What the task asks: Repeat the listing word for word. No pictures belong in the copy.

Pointing dataset records:
______________________________
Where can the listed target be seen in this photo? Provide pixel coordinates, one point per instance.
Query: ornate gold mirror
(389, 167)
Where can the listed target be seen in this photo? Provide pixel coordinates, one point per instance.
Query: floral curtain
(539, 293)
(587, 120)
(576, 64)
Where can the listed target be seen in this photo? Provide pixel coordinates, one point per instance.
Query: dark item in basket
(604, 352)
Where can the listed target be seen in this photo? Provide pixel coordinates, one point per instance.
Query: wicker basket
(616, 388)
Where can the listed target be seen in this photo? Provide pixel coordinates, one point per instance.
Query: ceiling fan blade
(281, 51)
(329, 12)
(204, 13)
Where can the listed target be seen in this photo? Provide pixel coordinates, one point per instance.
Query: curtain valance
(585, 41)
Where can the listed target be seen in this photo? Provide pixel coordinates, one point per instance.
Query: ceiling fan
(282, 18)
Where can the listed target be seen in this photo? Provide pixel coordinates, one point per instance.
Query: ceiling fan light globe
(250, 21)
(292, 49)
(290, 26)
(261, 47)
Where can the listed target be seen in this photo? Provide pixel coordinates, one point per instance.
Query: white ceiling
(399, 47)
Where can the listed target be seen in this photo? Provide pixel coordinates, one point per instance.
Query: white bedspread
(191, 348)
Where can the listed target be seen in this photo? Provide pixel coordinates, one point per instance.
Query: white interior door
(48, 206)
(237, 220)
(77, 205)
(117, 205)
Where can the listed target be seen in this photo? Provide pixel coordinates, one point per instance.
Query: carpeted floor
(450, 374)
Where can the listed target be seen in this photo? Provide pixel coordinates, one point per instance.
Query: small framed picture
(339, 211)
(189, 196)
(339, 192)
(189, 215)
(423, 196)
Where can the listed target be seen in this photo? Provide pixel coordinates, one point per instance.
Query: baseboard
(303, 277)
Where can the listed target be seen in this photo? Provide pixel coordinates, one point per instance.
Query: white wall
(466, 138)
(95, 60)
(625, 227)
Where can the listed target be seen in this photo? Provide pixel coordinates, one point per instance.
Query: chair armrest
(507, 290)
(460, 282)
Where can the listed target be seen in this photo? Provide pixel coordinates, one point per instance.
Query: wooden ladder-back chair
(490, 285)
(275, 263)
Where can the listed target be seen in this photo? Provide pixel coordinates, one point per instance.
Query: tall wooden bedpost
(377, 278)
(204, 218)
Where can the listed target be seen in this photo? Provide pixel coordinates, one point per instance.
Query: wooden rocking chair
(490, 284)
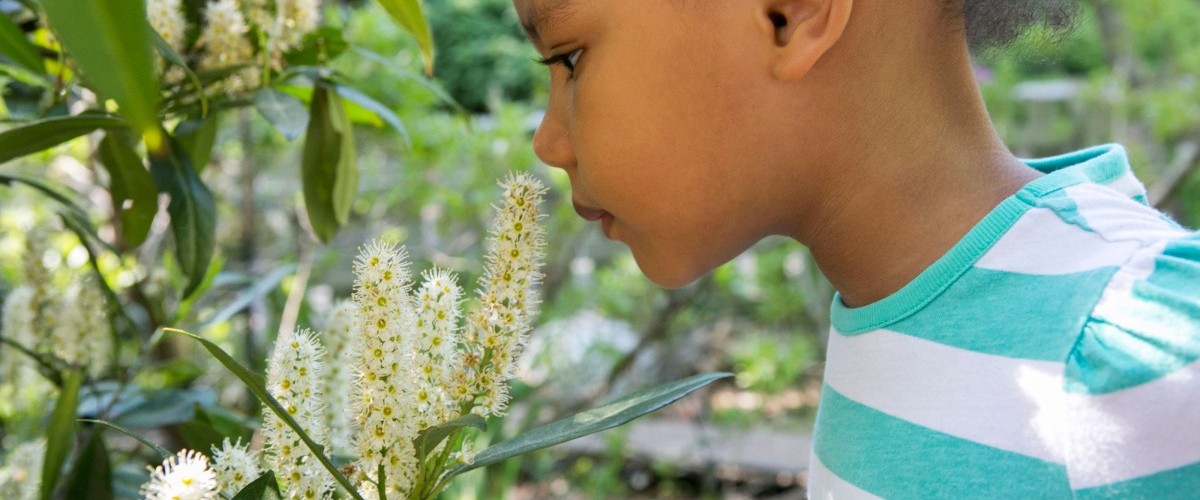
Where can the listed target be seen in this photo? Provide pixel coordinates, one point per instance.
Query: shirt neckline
______________________________
Result:
Where can the listed target be seen in this photo? Provide pixel coordinates, one point per instance.
Query: ornate gold mirror
(389, 167)
Where can the listed target be seen in this photo? Provide pixel coordinates, one point per instance.
Query: floral curtain
(539, 293)
(587, 120)
(576, 64)
Where can the listed target be seen in this photo? Provide pixel coordinates, one point per instance.
Query: dark item in basket
(604, 352)
Where can the listed target be seen in this photo? Provide pixel coordinates, one point per instance.
Query: wicker basket
(616, 388)
Where can the listed target be seen in this photo? Provide pixel coordinates, one point per instance.
Query: ceiling fan blade
(281, 51)
(329, 12)
(204, 13)
Where can the listed target be seen in this photo? Provide pixel coordinates, one point per instance.
Query: curtain valance
(585, 41)
Where can the listed target be seen in this photo? Provide pixel coordinates, one point per instance.
Query: ceiling fan
(282, 18)
Where can the listed target be seen in this photo? Provide pixel coordinates, one point per instance.
Query: ceiling fan light globe
(250, 21)
(292, 49)
(290, 26)
(261, 47)
Where can the listed target be seen in this photo? Provide pixel coordinates, one point per instance.
Query: white ceiling
(399, 47)
Where can the listed target be seen in this photo? Provide pixel coordinates, one point per instance.
Query: white bedspread
(191, 348)
Where can the listed target be seen in this photo? Provide pixel coordinates, one point per instance.
Query: white interior door
(48, 206)
(237, 220)
(77, 205)
(117, 205)
Where can the listed target be seen in this photo? Provide pixel coordinates, one point per instance.
Query: carpeted floor
(450, 374)
Where can the listed target be seen in this photo? Provide pixel coordinates, one point per instance.
Query: small framed picture
(339, 211)
(189, 196)
(339, 192)
(189, 215)
(423, 196)
Where can the listed target be seen in this photo? Provide pixel coordinates, one point per instance.
Query: baseboard
(303, 277)
Where can the listed target be seen in this photo? Provide pixel coordinates, one point per instance.
Query: white wall
(466, 138)
(95, 60)
(625, 227)
Where can the listed target be seen in this photo? Provide pixel coordinates, one point per instance.
Query: chair armrest
(507, 290)
(460, 282)
Where can the listed target be seen in this photo? Provide pixel coordinates, one point per instance.
Query: wooden ladder-back chair
(490, 285)
(275, 263)
Where can the listed target be seen in this photo? Provide pixel coordinates, one point per instance.
Query: tall wooden bedpost
(377, 278)
(204, 218)
Where can the listed target be seen in this photo? Provide pixel coordinates, one point per instance.
Query: wooden rocking chair
(490, 284)
Where can the listed target be seen in this photo? Provide pixel coordinates, one point per instance.
Query: shirt neckline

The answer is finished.